* _TRAVAIL DEMANDÉ_: Recopiez à l'identique les enregistrements en commençant à la ligne qui contient « point: the conifer » et en vous arrêtant à la fin des enregistrements, ces deux bornes comprises.

* _ENREGISTREMENTS À TRAITER_:
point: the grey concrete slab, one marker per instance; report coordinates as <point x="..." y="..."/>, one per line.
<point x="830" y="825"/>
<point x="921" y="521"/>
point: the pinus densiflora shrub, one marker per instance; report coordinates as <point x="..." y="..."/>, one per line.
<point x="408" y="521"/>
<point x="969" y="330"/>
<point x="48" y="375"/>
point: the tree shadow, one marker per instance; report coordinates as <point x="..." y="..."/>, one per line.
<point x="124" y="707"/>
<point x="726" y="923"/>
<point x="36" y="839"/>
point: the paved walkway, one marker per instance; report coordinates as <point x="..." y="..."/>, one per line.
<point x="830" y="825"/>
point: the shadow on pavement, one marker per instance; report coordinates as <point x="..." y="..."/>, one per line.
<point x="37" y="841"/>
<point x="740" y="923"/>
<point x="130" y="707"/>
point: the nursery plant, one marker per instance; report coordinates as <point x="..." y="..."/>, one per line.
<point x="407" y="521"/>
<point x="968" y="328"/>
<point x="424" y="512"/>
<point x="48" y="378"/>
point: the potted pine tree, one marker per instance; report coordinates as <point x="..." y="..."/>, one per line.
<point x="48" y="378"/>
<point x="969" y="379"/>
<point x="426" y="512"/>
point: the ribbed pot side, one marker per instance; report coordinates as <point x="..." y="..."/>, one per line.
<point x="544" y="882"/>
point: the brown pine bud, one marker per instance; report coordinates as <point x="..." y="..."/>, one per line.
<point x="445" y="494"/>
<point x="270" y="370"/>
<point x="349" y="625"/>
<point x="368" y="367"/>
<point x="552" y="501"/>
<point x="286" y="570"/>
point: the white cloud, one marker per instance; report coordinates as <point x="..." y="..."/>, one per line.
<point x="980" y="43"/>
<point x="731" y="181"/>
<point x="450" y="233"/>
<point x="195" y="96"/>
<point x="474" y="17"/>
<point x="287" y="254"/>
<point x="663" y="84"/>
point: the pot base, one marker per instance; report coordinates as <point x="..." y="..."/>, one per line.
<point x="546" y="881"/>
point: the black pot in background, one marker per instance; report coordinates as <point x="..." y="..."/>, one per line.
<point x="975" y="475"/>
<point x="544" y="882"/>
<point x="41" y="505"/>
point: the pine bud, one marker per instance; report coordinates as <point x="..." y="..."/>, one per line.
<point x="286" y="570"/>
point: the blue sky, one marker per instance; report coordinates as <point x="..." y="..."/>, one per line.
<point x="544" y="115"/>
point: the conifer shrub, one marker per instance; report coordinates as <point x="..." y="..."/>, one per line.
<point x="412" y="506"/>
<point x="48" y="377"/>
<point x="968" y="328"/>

* _RÉPONSE COMPLÈTE_:
point: the conifer shrub, one marker per instance; report coordinates as <point x="..." y="..."/>, one per line.
<point x="412" y="506"/>
<point x="48" y="377"/>
<point x="968" y="328"/>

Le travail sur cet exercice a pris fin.